> [What to produce]: Pick out and copy every line of the material below that contains the string "jersey". Matching is case-sensitive.

Collected data entries:
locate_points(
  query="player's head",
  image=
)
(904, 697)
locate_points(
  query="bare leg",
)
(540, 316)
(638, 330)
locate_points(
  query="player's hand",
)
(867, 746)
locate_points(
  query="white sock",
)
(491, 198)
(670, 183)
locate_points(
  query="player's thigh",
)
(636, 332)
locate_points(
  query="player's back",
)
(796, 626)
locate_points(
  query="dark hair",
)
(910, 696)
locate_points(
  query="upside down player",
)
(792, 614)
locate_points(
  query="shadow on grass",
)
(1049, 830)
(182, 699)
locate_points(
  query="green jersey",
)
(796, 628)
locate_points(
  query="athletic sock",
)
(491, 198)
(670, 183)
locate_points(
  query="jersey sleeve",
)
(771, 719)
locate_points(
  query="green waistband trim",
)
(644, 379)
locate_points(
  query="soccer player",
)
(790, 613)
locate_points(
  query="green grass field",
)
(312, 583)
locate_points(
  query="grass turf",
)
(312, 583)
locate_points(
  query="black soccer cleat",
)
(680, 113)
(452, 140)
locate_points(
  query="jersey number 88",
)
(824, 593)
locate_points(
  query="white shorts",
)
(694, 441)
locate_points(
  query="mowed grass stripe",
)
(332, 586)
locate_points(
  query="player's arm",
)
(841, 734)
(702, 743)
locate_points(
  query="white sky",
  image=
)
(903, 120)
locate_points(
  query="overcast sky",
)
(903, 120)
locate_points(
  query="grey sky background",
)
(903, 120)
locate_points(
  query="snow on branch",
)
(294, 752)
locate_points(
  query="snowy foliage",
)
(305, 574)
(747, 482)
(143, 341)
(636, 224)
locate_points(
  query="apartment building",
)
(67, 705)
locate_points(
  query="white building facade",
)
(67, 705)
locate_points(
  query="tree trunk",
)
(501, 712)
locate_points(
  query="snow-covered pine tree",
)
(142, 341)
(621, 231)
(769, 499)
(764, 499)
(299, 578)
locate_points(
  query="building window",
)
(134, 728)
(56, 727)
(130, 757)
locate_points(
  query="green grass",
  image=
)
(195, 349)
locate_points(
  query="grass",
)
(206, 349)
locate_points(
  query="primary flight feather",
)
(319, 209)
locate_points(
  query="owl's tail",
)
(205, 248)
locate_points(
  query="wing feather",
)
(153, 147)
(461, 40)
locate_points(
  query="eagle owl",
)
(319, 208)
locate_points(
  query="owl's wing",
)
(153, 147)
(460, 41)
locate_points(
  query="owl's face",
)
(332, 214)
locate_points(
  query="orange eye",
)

> [Output for this exercise]:
  query="green jersey",
  query="jersey sleeve",
  query="jersey number 88",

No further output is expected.